Sezione del documento ::
02-11-2022

Ludwig Godefroy Architecture: Casa Merida nello Yucatán

Ludwig Godefroy Architecture,

Rory Gardiner,

Merida, Yucatan,

Residenze,

Casa Mérida di Ludwig Godefroy è un esperimento verso l’autosufficienza energetica ma è anche un “giardino abitabile” in cui sperimentare un nuovo e più completo rapporto tra ambienti interni e spazi aperti. Gioca un ruolo fondamentale la storia dello Yucatán.



Ludwig Godefroy Architecture: Casa Merida nello Yucatán

Racconta Ludwig Godefroy, progettista della Casa Mérida, nell’omonima città capitale dello Yucatán, di aver affrontato questo intervento con lo scopo di affrancare la nuova architettura dalla dipendenza energetica che tutta l’edilizia più recente ha subito. Va considerato infatti che Mérida ha un clima caldo tutto l'anno, con temperature fino a 40°C nel mese di maggio e un livello di umidità molto elevato.
È sempre più diffusa l’idea che l’architettura debba evolvere verso un modello più autosufficiente del costruire, che debba quindi utilizzare risorse passive e approvvigionarsi di materiali e di manodopera che non impattino sull’ambiente con i loro lunghi trasporti. La riflessione interessante da parte del messicano Ludwig Godefroy è quella di cercare la soluzione nella storia e nella cultura architettonica del suo paese, cioè in come si è sempre operato prima che, per esempio, il raffrescamento indotto meccanicamente diventasse non solo la normalità, ma anche imprescindibile per la vita urbana.
Mérida è una grande città che vive sull’equilibrio tra il lessico architettonico degli spagnoli, che la fondarono nel Cinquecento, e quello del popolo Maya. Racconta Godefroy: “Benché questa civiltà sia scomparsa molto tempo prima dell'arrivo degli spagnoli, il popolo e le lingue Maya sono sempre sopravvissuti ed esistono ancora oggi, ed è questo che ha sempre reso questa regione unica e diversa da qualsiasi altra in Messico; una sorta di piccolo paese nel paese, con un suo proprio modo di pensare.”
Per questa nuova abitazione, su un terreno che si trova proprio nel tessuto più antico dai caratteri coloniali, a poca distanza dalla Plaza Grande, l’architetto ha rintracciato e portato all’attualità i tratti vernacolari di quello che definisce una sorta di “tropicalized colonial style” . Si tratta dell’alternanza tra vuoti e pieni, tra patii e stanze che stimolano il naturale flusso dell’aria facendo uscire quella più calda. Uno strumento progettuale che è da un lato una strategia ambientale e dall’altro un riferimento a ciò che gli abitanti di Mérida possono sperimentare con i loro occhi nel paesaggio dello Yucatán.
In virtù delle condizioni del sito, assimilabile a un vicolo di 8 metri di larghezza e ben 80 metri di lunghezza, che si incunea tra le altre costruzioni, è nato il parallelismo con un elemento tipico dell’architettura Maya cioè il “Sacbé”, letteralmente “il sentiero bianco”, il percorso dalla valenza sacra che collegava in linea retta tra loro i monumenti della cultura indigena, come templi, piazze, piramidi e cenotes di una città. Nella casa Mérida è stato tracciato un sacbé, sfruttando proprio la prospettiva dettata dall’area, dall’ingresso fino all’estremità, occupata da una grande piscina.

Materiale fornito ::
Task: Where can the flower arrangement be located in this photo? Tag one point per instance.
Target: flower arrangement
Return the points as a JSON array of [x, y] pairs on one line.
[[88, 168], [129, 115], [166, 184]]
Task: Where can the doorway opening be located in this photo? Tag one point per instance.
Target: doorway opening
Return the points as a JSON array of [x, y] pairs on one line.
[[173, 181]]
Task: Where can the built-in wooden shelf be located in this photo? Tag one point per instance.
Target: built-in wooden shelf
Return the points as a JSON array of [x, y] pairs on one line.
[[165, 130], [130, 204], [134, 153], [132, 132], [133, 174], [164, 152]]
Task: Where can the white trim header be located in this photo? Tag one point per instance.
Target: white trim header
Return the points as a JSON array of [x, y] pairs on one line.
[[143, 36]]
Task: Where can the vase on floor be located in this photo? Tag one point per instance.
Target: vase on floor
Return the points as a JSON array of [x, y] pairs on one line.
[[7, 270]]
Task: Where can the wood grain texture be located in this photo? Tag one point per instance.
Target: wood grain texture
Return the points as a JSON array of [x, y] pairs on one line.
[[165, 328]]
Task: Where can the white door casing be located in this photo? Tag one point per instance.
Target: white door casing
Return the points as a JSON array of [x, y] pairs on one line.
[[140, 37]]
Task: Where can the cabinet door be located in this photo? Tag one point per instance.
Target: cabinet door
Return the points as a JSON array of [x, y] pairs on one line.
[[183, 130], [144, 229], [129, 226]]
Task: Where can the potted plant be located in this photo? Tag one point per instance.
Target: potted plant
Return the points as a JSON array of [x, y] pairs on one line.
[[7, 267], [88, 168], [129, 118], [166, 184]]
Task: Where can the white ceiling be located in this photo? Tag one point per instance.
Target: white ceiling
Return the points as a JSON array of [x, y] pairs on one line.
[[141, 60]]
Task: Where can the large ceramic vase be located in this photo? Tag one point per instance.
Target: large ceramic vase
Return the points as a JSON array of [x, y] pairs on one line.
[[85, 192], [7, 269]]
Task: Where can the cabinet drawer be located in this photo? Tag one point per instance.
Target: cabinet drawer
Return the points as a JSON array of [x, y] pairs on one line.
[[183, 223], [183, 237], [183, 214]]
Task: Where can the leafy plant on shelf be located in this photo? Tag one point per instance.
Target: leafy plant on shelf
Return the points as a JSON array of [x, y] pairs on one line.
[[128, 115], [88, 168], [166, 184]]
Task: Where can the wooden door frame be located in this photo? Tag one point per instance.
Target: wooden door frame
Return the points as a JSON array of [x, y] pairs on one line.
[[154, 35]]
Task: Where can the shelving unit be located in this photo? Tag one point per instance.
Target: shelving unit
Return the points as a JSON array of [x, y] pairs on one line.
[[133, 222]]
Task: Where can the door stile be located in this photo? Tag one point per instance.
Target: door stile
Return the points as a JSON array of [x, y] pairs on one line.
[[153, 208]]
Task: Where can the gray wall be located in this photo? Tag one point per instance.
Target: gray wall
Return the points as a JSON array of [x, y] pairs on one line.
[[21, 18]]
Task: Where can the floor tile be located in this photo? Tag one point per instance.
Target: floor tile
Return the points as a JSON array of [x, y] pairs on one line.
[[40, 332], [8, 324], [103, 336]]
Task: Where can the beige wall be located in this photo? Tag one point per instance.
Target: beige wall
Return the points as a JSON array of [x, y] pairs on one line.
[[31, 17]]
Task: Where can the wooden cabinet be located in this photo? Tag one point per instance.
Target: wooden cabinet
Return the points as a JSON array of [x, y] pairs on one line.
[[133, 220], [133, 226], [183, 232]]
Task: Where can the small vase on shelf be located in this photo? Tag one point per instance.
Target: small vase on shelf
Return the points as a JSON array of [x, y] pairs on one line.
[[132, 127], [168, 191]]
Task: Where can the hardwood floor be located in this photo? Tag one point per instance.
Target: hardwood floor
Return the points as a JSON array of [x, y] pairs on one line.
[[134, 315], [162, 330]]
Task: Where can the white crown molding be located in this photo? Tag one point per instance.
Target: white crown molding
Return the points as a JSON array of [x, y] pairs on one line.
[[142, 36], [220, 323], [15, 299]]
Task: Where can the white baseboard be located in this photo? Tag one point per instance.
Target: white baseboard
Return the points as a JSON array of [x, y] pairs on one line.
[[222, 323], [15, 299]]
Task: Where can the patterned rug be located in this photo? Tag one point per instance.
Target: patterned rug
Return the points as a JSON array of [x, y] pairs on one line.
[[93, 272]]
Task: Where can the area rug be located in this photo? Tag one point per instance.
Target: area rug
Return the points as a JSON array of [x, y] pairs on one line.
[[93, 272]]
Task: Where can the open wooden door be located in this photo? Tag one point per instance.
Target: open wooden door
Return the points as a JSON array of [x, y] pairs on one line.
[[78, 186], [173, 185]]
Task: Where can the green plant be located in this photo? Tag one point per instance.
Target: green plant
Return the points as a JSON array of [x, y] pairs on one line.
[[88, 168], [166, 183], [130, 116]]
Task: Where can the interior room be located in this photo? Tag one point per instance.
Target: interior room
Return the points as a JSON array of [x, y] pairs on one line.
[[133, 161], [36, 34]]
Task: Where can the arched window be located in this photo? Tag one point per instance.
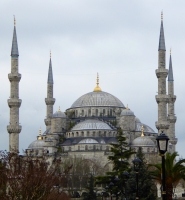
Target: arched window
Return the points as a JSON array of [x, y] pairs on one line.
[[82, 112], [110, 112], [89, 112]]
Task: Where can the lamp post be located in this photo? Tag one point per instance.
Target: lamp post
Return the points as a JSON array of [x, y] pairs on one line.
[[111, 184], [162, 143], [137, 163], [126, 177]]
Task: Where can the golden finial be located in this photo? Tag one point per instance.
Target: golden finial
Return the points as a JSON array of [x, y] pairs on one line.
[[162, 16], [14, 21], [127, 107], [142, 131], [40, 134], [97, 88]]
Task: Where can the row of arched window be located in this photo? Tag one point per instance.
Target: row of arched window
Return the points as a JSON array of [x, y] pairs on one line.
[[91, 134], [95, 148], [89, 113]]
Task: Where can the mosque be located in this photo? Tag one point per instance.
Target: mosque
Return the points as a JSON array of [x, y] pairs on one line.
[[89, 126]]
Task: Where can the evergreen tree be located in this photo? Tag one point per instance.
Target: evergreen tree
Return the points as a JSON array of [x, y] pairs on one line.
[[91, 195], [174, 170], [121, 153], [147, 188]]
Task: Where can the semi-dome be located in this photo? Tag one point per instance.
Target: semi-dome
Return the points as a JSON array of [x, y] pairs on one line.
[[127, 112], [37, 144], [59, 114], [91, 124], [142, 141], [97, 99]]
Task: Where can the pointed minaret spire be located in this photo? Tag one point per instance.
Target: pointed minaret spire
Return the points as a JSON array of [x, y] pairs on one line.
[[171, 107], [161, 37], [97, 88], [49, 100], [50, 72], [14, 102], [162, 99], [170, 72], [14, 51]]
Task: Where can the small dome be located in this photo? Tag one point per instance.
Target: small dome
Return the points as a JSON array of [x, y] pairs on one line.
[[91, 124], [112, 141], [137, 120], [37, 144], [59, 114], [127, 112], [142, 141], [88, 141]]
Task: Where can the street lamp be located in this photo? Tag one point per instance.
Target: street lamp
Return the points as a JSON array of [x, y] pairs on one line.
[[137, 163], [126, 177], [162, 143], [111, 184]]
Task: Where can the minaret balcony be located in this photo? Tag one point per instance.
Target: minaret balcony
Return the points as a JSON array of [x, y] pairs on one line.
[[172, 98], [50, 101], [172, 118], [162, 125], [14, 128], [162, 98], [14, 77], [173, 141], [47, 122], [14, 102], [161, 73]]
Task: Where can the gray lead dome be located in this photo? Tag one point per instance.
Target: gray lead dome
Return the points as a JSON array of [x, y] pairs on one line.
[[97, 99], [91, 124]]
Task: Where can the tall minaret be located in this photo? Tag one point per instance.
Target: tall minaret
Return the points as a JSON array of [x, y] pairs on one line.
[[171, 110], [162, 99], [14, 102], [49, 100]]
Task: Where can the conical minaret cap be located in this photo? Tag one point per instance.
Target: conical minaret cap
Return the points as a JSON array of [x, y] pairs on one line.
[[170, 73], [97, 88], [14, 51], [161, 37], [50, 72]]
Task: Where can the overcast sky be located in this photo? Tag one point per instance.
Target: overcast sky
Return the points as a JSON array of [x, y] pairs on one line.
[[119, 39]]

Quesiti e compiti ::
• 1. Secondo il testo su Casa Mérida, che cosa significa letteralmente "Sacbé"?
• 2. Traduci in inglese questa frase del testo su Casa Mérida: "Mérida è una grande città che vive sull’equilibrio tra il lessico architettonico degli spagnoli, che la fondarono nel Cinquecento, e quello del popolo Maya."
• 3. Scrivi il seguito del testo su Casa Mérida, riprendendo subito dopo la sua ultima frase.
L'elenco è materiale a sé, distinto dal testo su Casa Mérida.

Risposte ai compiti ::
• 1. Significa letteralmente "il sentiero bianco".

• 2. Mérida is a large city that lives on the balance between the architectural vocabulary of the Spanish, who founded it in the sixteenth century, and that of the Maya people.

• 3.
Parallelamente al confine del sito, una parete di cemento e pietre sbozzate, il progetto ha previsto un secondo muro, che divide nettamente la casa in due parti, il sentiero prospettico da un lato, che funge anche da corridoio di circolazione, e gli ambienti dall’altro. Oltre a essere elemento di composizione, tale parete è anche la struttura che sorregge le lastre cementizie del sistema di copertura ed infine, per la sua conformazione, è lo spazio in cui circola aria spontaneamente.
Oltre l’asse trovano sede le cosiddette stanze “interne” che però interne non sono veramente. Una delle eredità dell’architettura tropicale è infatti quella dell’alternanza tra spazi coperti e scoperti, dove i confini tra l’uno e l’altro non sono mai netti ma compenetranti, come fluido e libero è il percorso che disegnano. “Questa casa si prefigge di far sparire i nostri riferimenti urbani quotidiani mutuati da Città del Messico, dove si vive dietro le grandi vetrate del proprio appartamento, per favorire una vita all'aperto, in cui la casa rivoluziona il concetto base della facciata; la casa non rinchiude le persone, rimane aperta e respira costantemente, offrendo tuttavia quella sensazione così essenziale di protezione e privacy. Casa Mérida ribalta lo schema classico della casa con giardino per creare un particolare giardino abitabile con la relativa casa” spiega Ludwig Godefroy.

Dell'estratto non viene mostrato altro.